──────── STORED DATA ────────

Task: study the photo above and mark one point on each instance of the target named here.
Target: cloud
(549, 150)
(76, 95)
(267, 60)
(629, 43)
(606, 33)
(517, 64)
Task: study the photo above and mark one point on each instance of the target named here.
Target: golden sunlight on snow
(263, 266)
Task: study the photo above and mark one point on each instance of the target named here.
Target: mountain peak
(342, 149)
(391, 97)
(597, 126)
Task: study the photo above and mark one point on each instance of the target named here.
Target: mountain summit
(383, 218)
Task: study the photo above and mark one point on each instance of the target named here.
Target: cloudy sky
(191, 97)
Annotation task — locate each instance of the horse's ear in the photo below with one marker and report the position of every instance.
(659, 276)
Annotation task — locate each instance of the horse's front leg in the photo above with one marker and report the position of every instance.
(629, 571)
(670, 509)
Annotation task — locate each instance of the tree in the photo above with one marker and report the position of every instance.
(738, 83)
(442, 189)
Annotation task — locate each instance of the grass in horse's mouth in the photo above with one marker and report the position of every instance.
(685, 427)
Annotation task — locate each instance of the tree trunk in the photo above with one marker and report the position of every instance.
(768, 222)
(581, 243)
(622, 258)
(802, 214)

────────

## WHAT THE TASK REQUIRES:
Output all of the data in full, exactly as given.

## WORKED SOLUTION:
Task: study the photo above and mark one point on each instance of the target named here.
Target: cloud
(549, 150)
(76, 95)
(267, 60)
(629, 43)
(606, 33)
(517, 64)
Task: study the photo above and mark one point on each instance of the target named here.
Target: golden sunlight on snow
(263, 266)
Task: study the photo above and mark one point on each instance of the target named here.
Target: mountain peak
(342, 149)
(391, 97)
(597, 126)
Task: study the photo above and mark one point on each instance of the target named here.
Target: mountain summit
(383, 218)
Task: study the photo above and mark one point on each instance of the target named here.
Target: cloudy sky
(191, 97)
Annotation task — locate each instance of the horse's ear in the photo below with one marker and report the position of every instance.
(659, 276)
Annotation task — locate each instance of the horse's front leg in the photo above with one marker and report the position of every instance.
(629, 571)
(670, 509)
Annotation task — locate each instance of the tree in the photo above with one marker and report the position of every instance.
(738, 83)
(442, 189)
Annotation task — locate each instance of the grass in horse's mouth in the photo above with one marker and report the position of every instance.
(685, 427)
Annotation task — locate each instance of the tree trunk in the photo above with one marker and report the position of every instance.
(768, 222)
(581, 243)
(622, 258)
(802, 214)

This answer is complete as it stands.